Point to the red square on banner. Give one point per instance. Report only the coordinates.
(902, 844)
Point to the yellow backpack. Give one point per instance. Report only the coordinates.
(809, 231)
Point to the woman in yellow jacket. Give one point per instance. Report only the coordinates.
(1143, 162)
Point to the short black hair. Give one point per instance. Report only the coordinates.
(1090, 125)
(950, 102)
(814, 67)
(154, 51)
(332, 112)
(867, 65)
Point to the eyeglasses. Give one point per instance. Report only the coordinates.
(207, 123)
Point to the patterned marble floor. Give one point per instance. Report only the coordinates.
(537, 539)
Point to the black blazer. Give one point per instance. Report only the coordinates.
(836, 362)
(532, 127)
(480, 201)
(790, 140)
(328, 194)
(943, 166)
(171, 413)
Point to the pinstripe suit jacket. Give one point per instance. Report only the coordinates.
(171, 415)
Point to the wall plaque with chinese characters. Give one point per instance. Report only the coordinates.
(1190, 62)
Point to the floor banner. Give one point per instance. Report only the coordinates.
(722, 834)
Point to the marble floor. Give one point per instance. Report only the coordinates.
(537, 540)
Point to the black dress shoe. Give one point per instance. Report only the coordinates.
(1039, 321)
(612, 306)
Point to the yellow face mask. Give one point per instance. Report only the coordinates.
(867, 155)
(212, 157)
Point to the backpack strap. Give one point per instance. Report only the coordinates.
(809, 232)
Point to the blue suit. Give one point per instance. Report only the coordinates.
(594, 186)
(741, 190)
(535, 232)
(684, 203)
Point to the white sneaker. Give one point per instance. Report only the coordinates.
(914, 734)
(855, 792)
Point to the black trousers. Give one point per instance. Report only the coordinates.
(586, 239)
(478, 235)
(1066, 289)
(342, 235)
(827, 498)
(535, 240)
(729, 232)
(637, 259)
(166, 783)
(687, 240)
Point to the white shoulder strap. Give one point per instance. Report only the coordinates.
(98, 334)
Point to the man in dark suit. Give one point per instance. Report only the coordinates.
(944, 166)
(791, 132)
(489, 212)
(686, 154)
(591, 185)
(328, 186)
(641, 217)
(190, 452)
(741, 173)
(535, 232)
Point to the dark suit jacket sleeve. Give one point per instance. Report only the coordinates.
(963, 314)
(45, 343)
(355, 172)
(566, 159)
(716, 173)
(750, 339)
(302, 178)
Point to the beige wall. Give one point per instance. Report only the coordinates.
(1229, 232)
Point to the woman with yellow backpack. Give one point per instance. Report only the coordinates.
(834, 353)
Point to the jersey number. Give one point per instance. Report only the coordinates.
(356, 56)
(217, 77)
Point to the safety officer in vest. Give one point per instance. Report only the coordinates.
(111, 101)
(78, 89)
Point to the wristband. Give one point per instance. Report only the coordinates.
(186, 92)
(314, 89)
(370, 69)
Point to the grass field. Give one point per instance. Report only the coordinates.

**Problem requirements**
Retype all the records, matching them exactly.

**Written solution**
Point to the red square on banner. Give one point per instance. Report only the coordinates.
(902, 844)
Point to the yellow backpack. Give one point per instance. Report only the coordinates.
(809, 231)
Point to the woman in yellow jacket. Give one point per instance. Report only the coordinates.
(1143, 162)
Point to the short black hair. Give one point per instance. Report only the coordinates.
(1090, 125)
(950, 102)
(814, 67)
(154, 51)
(332, 112)
(867, 65)
Point to the eyeglasses. Give one point per instance. Report only the coordinates.
(207, 123)
Point to the patterned marble floor. Give one point per instance. Report only the coordinates.
(537, 539)
Point to the black blazer. Give one point per instance. Report only the coordinates.
(836, 362)
(532, 127)
(480, 201)
(790, 140)
(328, 194)
(943, 166)
(171, 413)
Point to the pinstripe suit jacket. Give one point per instance. Report only the coordinates.
(171, 415)
Point to the wall plaque with chinese characters. Give one point per instance. Report only the coordinates.
(1190, 62)
Point to the floor banner. Give one point per instance. Report only the coordinates.
(722, 834)
Point to the marble floor. Give one point per instance. Report only the coordinates.
(537, 540)
Point to the black dress shoe. Give one point per instance. Report only the coordinates.
(1039, 321)
(612, 306)
Point to the yellow face mask. Give one point per instance. Report only the coordinates.
(867, 155)
(212, 157)
Point to the backpack strap. Give one point per instance. Report only the coordinates.
(809, 232)
Point to the blue suit. Give one point per instance. Report only the coordinates.
(594, 186)
(741, 190)
(535, 232)
(684, 203)
Point to the white sneaker. Give one point per instance. Report only the coordinates.
(914, 734)
(855, 792)
Point to the black trousers. Give one point per instance. Report only the coordinates.
(586, 239)
(478, 235)
(1066, 289)
(342, 235)
(827, 498)
(535, 240)
(729, 232)
(637, 259)
(166, 783)
(687, 240)
Point to the white shoulder strap. Give one point per instance. Report only the coordinates.
(98, 334)
Point to the man in dark suit. Give one point per instance. Report only the coordinates.
(944, 166)
(791, 132)
(489, 212)
(686, 154)
(591, 185)
(328, 186)
(641, 217)
(190, 452)
(741, 173)
(535, 232)
Point to the dark suit jacket sleeve. Give one point per instance. Report only the coordinates.
(963, 314)
(45, 343)
(355, 172)
(566, 159)
(716, 173)
(750, 339)
(302, 178)
Point to the beige wall. Give one point per instance. Report only the coordinates.
(1229, 232)
Point to the woman with yellow backpack. Give one point per instance. Report only the coordinates.
(834, 353)
Point to the jersey number. Give one point per instance. Report only the coordinates.
(356, 56)
(217, 77)
Point to the safety officer in vest. Give one point per instance. Report only the coordinates.
(111, 101)
(78, 89)
Point to the wristband. Give one point per instance. Report only the coordinates.
(186, 92)
(314, 89)
(370, 69)
Point to the grass field. Give one point per instance. Report only the coordinates.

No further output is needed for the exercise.